>>>

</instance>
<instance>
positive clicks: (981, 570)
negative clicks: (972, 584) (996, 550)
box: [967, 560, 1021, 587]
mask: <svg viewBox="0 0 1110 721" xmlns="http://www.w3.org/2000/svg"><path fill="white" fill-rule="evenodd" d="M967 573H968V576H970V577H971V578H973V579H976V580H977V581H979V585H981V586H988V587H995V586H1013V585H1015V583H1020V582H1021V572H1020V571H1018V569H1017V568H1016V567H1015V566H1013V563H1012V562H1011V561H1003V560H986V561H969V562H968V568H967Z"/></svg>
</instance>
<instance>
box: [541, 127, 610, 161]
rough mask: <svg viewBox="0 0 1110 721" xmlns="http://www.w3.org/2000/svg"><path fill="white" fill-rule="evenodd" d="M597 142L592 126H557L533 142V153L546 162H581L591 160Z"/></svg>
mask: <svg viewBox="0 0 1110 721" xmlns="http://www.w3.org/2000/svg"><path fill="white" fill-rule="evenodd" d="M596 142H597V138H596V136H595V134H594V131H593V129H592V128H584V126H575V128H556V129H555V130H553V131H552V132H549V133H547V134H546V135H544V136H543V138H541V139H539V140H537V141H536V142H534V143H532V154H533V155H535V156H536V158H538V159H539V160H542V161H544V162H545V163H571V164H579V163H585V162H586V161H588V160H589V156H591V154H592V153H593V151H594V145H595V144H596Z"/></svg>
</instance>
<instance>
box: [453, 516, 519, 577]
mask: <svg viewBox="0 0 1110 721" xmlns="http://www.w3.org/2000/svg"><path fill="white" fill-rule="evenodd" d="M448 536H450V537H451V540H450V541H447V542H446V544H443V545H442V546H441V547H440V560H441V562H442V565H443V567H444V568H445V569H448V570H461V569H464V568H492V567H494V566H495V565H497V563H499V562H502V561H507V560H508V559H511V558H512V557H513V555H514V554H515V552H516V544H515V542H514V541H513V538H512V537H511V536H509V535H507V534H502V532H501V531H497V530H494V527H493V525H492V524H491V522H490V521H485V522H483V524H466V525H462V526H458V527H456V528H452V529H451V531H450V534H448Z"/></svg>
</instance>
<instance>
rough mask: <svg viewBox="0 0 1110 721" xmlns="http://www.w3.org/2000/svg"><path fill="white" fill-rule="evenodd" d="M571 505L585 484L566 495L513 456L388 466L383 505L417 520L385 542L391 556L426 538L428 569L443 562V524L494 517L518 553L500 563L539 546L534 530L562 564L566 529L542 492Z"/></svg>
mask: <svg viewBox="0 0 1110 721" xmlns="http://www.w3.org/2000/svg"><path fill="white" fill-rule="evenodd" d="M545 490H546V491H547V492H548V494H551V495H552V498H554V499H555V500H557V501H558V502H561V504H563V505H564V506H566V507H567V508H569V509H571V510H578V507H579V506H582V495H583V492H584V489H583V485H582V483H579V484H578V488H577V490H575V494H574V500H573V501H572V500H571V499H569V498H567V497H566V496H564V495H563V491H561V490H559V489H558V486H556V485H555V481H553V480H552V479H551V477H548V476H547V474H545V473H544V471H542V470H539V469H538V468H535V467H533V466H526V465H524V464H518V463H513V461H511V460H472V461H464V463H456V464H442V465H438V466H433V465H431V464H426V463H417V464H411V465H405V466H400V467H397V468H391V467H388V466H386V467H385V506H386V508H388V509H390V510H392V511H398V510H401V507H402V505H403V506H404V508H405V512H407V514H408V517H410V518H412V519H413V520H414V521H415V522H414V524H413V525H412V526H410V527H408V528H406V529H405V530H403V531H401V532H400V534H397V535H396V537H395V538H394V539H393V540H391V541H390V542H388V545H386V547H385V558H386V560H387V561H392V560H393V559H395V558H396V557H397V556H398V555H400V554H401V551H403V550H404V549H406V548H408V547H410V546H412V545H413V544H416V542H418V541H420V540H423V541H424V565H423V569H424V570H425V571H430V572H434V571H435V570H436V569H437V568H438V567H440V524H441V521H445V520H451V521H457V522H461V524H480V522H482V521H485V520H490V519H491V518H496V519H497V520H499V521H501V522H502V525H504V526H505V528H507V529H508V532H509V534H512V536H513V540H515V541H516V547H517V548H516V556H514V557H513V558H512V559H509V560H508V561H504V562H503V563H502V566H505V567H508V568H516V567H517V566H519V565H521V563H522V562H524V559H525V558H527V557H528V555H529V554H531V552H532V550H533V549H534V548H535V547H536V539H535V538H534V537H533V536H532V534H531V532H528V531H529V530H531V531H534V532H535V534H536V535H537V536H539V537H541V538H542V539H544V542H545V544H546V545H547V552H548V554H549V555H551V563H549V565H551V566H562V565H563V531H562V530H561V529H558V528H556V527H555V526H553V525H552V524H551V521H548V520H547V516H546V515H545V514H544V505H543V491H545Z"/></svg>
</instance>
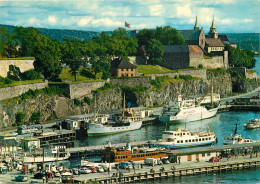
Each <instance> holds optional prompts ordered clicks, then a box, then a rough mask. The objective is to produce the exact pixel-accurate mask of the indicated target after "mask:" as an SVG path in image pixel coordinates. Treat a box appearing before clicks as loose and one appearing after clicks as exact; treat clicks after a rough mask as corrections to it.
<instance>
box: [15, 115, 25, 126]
mask: <svg viewBox="0 0 260 184" xmlns="http://www.w3.org/2000/svg"><path fill="white" fill-rule="evenodd" d="M24 122H25V115H24V113H22V112H18V113H17V114H16V115H15V123H16V124H17V126H21V125H24Z"/></svg>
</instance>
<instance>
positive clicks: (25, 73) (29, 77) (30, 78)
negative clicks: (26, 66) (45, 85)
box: [22, 70, 42, 80]
mask: <svg viewBox="0 0 260 184" xmlns="http://www.w3.org/2000/svg"><path fill="white" fill-rule="evenodd" d="M22 76H23V80H35V79H42V75H41V74H40V73H39V72H36V71H34V70H28V71H26V72H24V73H23V74H22Z"/></svg>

<<<

= EXERCISE AIM =
In the listing above, locate the line containing "positive clicks: (981, 570)" and the line containing "box: [541, 127, 610, 161]", then transcribe both and every line between them verbatim.

= PROBLEM SOLUTION =
positive clicks: (981, 570)
negative clicks: (972, 584) (996, 550)
box: [967, 560, 1021, 587]
mask: <svg viewBox="0 0 1110 721" xmlns="http://www.w3.org/2000/svg"><path fill="white" fill-rule="evenodd" d="M967 573H968V576H970V577H971V578H973V579H976V580H977V581H979V585H981V586H988V587H995V586H1013V585H1015V583H1020V582H1021V572H1020V571H1018V569H1017V568H1016V567H1015V566H1013V563H1012V562H1011V561H1003V560H986V561H969V562H968V568H967Z"/></svg>
</instance>
<instance>
box: [541, 127, 610, 161]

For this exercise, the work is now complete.